| What you are asked to do |
Count the lines below that contain the word "instance" and give only the number.

▽

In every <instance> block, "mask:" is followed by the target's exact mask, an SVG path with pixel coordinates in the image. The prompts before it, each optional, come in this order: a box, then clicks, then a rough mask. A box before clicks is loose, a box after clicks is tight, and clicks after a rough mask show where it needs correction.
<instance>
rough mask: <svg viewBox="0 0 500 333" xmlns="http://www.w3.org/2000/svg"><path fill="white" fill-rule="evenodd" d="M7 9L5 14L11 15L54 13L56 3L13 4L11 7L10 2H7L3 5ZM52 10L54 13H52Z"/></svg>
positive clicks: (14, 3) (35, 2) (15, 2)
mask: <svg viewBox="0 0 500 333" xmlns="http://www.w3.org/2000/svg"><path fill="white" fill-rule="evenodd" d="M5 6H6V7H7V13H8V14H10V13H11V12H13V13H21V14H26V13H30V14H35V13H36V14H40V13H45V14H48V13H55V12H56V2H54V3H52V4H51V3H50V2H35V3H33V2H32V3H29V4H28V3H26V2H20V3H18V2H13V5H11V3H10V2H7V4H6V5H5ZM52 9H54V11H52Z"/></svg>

△

| Result |
2